The Regular Genesis SEO Settings
Here is a screenshot that should give you an idea on how to make the settings work best for you. Of course, there’s a comprehensive documentation over there at StudioPress that lets you get it right but if all you is a graphical guide on how to set it, the screenshot below that shows how I did mine may be useful for you:
But despite the settings above, there are still two major issues Genesis SEO couldn’t fix.
Issue #1: Homepage Pagination
I logged in to Google Webmaster Tools and I was told I’ve got over 100 duplicate meta descriptions on my site. That definitely doesn’t sound like a good thing though some people wouldn’t worry about it. The homepage is paginated and it’s like:
www.doncaprio.com
www.doncaprio.com/page/2
www.doncaprio.com/page/3
www.doncaprio.com/page/4
All these pages are indexed and they all share the same meta description and meta keywords. Though it may sound arguable but I believe this can hurt your ranking in some ways because of duplicate content, especially if you don’t enable excerpts. Right from Page 2, the rest shouldn’t have been indexed in the first place but Genesis didn’t fix this.
What you have to do to solve this is simple:
a. Add noindex meta tag to those pages
To get this done, install Genesis Hooks plugin and go to Genesis > Genesis Hooks. Paste this code in wp_head hook:
<?php if (get_query_var('paged')) {?>
<meta name="robots" content="noindex,follow"/>
<?php }?>
<?php }?>
Be sure to mark “Execute PHP on this hook.” This adds a noindex tag to the paginated pages but your homepage is still indexed.
b. Remove those pages from Google search
It’s gonna take a while before Google finally removes those pages from search but you can go ahead and make a URL removal request from Google Webmaster Tools. Log in to GWT, go to Google Index > Remove URLs.
Request to remove your /page directory and these useless pages will disappear from SERP within a day 0r two.
━━━━━━━━━━━━━━━━━━━━━━━━━━━━━━
## COMPLETE THE FOLLOWING
• A. Translate this sentence from the post on Genesis SEO settings into Spanish: "All these pages are indexed and they all share the same meta description and meta keywords."
• B. Continue the post on Genesis SEO settings, starting after its final sentence about removing the /page directory.
━━━━━━━━━━━━━━━━━━━━━━━━━━━━━━
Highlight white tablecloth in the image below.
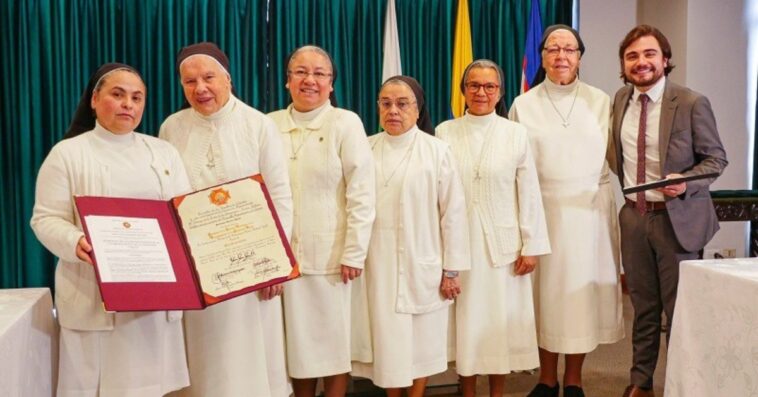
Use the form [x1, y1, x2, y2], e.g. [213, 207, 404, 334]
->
[0, 288, 58, 397]
[665, 258, 758, 397]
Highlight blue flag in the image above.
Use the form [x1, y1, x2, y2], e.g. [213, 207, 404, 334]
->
[521, 0, 542, 93]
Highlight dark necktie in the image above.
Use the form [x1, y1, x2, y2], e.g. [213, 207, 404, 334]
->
[635, 94, 650, 215]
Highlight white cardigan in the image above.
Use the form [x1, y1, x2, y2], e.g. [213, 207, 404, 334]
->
[158, 95, 292, 239]
[369, 127, 471, 313]
[436, 114, 550, 267]
[31, 125, 190, 331]
[269, 104, 376, 274]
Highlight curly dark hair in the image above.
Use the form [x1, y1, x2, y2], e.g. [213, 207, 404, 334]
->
[619, 25, 676, 83]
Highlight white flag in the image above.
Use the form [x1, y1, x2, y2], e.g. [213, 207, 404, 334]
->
[382, 0, 403, 82]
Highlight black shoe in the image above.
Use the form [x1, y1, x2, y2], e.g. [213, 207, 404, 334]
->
[563, 385, 584, 397]
[526, 383, 561, 397]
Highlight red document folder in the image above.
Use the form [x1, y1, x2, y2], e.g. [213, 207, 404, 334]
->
[74, 175, 300, 311]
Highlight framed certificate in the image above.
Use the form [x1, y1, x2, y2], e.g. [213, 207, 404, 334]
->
[74, 175, 300, 311]
[621, 172, 720, 194]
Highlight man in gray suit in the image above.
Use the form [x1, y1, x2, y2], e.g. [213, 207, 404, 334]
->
[608, 25, 727, 397]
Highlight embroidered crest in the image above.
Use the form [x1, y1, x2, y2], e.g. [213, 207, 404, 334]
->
[208, 188, 231, 206]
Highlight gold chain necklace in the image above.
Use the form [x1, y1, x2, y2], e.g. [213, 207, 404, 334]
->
[542, 81, 579, 128]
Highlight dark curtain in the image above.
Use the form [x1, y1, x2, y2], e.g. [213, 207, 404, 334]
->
[0, 0, 572, 288]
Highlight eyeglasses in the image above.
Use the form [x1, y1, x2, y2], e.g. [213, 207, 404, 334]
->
[287, 70, 332, 81]
[544, 47, 579, 57]
[465, 82, 500, 94]
[376, 99, 416, 112]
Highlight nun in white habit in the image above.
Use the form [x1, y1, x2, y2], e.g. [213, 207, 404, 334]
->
[510, 25, 624, 397]
[31, 63, 190, 397]
[437, 59, 550, 397]
[160, 43, 292, 397]
[269, 45, 376, 397]
[353, 76, 469, 397]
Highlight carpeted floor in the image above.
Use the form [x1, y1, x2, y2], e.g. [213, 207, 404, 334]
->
[352, 295, 666, 397]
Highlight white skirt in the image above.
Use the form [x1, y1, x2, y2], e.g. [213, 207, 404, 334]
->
[455, 212, 539, 376]
[284, 274, 352, 379]
[352, 227, 450, 388]
[57, 311, 189, 397]
[534, 181, 624, 354]
[181, 292, 292, 397]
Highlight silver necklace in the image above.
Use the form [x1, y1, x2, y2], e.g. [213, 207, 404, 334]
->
[205, 146, 216, 169]
[381, 131, 419, 187]
[290, 130, 313, 160]
[542, 81, 579, 128]
[463, 119, 496, 182]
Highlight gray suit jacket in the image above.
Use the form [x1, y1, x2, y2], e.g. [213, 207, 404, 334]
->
[608, 80, 728, 252]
━━━━━━━━━━━━━━━━━━━━━━━━━━━━━━
## ANSWER SET
• A. Todas estas páginas están indexadas y todas comparten la misma meta descripción y las mismas meta palabras clave.

• B.
Issue #2: Attachment Pages
Here is another issue that should be fixed if you have your attachment pages getting indexed. This generates loads of pages with little or no content and believe me, Google doesn’t like this. To fix this, here is what you need to do:
Fix: Adding a 301 redirect to all attachment pages.
A 301 redirect tells Googlebot the page has been permanently moved to the post page and this plugin effectively handles that; there’s no need to edit anything on this one. This may take a while to get removed from search but as soon as Googlebot detects a 301 redirect on those pages, they should be removed from search.
Fixing this with URL removal request in Google Webmaster Tools?
I tried doing this like the first issues mentioned in this article through URL removal request in Google Webmaster Tools but the removal type was seen a Site Removal instead of Web Page Removal. I guess it’s because of the URL structure (https://www.doncaprio.com/?attachment_id=4546) and I had to cancel it and just wait till Google removes it automatically which should be a matter of weeks. Don’t want to create any indexing problems.
You should be able to do it through URL parameter handling by going to Crawl > URL parameters and telling Googlebot not to index URLs containing ?attachment_id.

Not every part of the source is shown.